**GIVEN PROBLEM**
Rewrite the stretch of items below from the line containing "Target: black suspender strap" through the end of the items, swapping "camo cap" for "baseball cap" and keeping everything else the same.

--- START EXERCISE INPUTS ---

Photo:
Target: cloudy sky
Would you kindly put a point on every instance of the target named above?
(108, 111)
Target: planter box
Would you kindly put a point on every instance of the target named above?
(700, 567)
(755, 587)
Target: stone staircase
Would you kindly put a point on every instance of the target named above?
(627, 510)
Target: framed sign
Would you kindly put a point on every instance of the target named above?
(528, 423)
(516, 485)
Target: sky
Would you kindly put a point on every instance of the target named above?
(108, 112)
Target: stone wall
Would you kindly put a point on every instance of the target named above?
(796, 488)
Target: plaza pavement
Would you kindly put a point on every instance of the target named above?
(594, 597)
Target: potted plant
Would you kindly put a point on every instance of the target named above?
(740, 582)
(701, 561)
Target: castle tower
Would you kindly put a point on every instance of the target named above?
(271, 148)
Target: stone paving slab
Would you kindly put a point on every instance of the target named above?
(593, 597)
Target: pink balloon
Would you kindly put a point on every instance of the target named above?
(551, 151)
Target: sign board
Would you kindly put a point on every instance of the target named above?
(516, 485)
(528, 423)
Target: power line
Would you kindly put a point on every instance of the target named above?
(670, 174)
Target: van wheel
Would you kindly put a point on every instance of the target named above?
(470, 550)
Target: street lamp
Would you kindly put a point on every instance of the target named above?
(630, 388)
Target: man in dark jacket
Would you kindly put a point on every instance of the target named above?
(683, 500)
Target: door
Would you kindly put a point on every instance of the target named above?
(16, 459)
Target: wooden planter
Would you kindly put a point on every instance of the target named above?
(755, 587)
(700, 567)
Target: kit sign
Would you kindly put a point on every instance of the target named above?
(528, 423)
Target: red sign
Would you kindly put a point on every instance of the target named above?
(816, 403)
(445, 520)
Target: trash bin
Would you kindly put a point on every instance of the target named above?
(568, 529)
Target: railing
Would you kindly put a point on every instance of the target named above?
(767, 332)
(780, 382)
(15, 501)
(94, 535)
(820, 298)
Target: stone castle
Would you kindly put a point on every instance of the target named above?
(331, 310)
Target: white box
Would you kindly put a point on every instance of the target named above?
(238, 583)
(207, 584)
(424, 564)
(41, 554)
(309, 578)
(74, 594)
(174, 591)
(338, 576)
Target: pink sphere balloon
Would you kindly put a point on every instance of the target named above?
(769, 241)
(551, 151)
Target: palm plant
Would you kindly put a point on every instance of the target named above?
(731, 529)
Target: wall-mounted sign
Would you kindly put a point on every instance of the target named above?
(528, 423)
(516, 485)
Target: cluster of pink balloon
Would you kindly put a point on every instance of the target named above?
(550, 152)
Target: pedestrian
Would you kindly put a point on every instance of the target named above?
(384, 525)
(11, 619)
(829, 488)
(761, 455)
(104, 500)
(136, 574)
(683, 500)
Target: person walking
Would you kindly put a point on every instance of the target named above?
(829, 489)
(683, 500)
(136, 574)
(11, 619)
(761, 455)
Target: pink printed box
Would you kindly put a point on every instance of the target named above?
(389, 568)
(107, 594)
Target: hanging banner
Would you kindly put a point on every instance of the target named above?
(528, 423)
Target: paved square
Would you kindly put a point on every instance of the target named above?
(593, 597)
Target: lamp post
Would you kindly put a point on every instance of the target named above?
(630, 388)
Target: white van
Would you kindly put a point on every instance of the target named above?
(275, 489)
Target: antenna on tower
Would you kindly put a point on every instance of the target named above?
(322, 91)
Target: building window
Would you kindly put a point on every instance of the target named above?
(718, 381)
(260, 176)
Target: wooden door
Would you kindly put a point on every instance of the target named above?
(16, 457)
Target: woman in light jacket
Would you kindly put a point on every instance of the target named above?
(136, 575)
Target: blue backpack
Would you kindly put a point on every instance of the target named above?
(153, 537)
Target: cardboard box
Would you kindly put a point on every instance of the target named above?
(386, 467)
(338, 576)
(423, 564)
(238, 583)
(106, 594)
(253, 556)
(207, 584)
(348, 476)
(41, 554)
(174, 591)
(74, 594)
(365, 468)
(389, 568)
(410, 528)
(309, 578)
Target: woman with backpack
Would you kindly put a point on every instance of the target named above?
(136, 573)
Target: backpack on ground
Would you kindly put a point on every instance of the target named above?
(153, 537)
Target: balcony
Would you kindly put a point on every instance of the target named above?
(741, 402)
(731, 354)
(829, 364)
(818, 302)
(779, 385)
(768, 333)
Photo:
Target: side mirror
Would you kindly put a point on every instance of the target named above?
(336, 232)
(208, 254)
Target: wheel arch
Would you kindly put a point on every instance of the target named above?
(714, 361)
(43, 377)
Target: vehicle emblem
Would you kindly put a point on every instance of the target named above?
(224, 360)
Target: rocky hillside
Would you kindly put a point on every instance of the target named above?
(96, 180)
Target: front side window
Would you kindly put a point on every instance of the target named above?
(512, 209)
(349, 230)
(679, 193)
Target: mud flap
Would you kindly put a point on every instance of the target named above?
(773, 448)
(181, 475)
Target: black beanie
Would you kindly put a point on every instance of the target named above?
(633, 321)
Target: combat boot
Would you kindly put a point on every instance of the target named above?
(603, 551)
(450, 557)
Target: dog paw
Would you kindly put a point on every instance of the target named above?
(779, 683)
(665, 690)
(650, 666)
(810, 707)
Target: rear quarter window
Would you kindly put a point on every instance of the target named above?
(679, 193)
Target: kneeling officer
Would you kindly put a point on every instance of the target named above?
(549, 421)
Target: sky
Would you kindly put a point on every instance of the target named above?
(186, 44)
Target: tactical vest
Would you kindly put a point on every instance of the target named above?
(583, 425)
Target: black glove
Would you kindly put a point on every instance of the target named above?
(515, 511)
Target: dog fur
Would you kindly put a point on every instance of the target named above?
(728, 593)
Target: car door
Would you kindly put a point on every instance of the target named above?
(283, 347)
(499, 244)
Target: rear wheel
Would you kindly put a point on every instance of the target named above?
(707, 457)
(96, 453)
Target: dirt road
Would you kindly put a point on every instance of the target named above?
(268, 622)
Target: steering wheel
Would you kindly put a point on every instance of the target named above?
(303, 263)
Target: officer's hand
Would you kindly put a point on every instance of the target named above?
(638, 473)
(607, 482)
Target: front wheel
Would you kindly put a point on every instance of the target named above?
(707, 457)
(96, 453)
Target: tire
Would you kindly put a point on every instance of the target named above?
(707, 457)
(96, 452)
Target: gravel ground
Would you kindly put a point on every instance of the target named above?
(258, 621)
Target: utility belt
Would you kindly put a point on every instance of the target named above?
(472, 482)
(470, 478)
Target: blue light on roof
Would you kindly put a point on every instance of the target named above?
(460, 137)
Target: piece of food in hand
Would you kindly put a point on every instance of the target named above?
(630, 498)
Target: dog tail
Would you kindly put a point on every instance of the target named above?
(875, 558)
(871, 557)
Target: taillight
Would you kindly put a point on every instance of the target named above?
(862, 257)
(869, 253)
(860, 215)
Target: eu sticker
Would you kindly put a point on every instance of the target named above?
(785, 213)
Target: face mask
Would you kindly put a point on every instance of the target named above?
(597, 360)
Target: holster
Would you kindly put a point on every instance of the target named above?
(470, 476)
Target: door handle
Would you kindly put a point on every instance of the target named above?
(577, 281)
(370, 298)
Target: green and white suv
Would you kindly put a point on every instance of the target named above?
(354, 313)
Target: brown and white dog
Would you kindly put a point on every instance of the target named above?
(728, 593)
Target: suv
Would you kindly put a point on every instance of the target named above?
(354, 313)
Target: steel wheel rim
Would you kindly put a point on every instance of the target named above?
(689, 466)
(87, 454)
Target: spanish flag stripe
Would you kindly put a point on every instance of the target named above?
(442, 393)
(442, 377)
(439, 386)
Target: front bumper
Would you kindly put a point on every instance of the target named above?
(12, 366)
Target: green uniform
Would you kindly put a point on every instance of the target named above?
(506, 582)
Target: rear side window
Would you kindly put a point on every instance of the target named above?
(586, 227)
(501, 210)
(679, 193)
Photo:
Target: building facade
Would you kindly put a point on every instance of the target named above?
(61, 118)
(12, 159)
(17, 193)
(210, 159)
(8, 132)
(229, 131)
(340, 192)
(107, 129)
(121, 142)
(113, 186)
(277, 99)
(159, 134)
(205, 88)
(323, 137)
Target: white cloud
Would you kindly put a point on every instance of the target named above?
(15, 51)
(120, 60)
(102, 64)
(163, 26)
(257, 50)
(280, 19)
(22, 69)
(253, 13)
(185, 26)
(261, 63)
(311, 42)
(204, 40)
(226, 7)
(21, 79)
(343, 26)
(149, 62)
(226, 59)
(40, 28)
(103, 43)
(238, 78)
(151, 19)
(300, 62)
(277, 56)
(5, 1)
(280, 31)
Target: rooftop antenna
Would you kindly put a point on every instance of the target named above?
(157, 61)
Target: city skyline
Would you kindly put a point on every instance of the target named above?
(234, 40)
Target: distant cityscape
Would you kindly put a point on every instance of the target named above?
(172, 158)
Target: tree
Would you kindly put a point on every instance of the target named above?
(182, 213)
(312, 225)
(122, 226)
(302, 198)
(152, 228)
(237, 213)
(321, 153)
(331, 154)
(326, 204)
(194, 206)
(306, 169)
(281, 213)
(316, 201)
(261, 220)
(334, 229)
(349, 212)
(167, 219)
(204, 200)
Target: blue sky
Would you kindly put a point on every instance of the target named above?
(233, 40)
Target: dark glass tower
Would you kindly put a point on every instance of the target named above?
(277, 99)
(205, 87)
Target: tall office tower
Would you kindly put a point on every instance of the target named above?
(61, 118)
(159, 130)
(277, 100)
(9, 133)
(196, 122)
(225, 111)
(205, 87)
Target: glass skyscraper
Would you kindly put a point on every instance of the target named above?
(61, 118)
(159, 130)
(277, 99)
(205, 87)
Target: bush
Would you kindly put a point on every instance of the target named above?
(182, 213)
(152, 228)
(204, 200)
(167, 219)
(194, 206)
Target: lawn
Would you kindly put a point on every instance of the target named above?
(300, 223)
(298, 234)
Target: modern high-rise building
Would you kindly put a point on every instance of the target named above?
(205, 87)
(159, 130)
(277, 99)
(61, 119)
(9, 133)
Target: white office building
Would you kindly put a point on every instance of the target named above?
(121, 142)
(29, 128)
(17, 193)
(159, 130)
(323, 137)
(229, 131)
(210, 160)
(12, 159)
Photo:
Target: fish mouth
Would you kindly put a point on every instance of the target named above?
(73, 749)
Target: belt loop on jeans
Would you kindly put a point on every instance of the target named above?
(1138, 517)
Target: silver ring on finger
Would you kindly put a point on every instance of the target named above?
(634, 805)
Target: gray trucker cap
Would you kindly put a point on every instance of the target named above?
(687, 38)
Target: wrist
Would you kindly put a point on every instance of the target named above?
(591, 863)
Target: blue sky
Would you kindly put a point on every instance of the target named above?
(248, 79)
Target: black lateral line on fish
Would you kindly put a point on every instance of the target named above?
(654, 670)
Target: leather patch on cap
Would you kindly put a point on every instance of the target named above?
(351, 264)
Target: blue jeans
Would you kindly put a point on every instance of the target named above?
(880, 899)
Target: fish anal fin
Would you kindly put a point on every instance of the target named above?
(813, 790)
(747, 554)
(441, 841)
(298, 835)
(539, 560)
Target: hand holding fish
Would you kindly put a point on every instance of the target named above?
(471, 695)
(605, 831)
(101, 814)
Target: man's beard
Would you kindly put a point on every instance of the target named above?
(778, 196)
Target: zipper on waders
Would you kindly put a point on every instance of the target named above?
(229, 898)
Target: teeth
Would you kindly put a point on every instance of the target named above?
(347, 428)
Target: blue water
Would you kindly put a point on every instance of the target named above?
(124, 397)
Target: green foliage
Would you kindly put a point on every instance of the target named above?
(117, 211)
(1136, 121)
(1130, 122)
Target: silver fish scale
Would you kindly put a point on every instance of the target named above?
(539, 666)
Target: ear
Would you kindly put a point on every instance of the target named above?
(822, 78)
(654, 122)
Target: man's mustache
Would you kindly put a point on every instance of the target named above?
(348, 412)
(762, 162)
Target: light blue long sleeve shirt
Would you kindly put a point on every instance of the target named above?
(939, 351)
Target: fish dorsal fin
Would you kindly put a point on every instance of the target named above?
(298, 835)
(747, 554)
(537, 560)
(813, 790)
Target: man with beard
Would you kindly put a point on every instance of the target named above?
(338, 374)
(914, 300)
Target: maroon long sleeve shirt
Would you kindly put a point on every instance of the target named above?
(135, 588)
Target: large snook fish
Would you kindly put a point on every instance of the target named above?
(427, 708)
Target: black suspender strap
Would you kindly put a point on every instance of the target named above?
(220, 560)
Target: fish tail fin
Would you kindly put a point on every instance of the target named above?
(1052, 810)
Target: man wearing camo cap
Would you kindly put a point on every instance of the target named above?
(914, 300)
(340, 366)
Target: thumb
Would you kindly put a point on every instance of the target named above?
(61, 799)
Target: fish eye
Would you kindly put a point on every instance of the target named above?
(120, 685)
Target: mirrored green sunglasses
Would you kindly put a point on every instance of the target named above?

--- END EXERCISE INPUTS ---

**RIGHT ANSWER**
Target: black suspender strap
Would you kindly put a point on every instance of the target named above?
(220, 560)
Target: fish tail fin
Would you kindly put a point on every instance of the target named above?
(1052, 810)
Target: man wearing baseball cap
Would you kindly put a point on every instance of the target named above?
(914, 300)
(340, 366)
Target: thumb
Would you kindly put a point on every instance of the target named above?
(61, 799)
Target: fish eye
Would you kindly put a point on every instance of the target named above?
(120, 685)
Target: mirrored green sunglasses
Would you kindly put a point on every instance of the target named above?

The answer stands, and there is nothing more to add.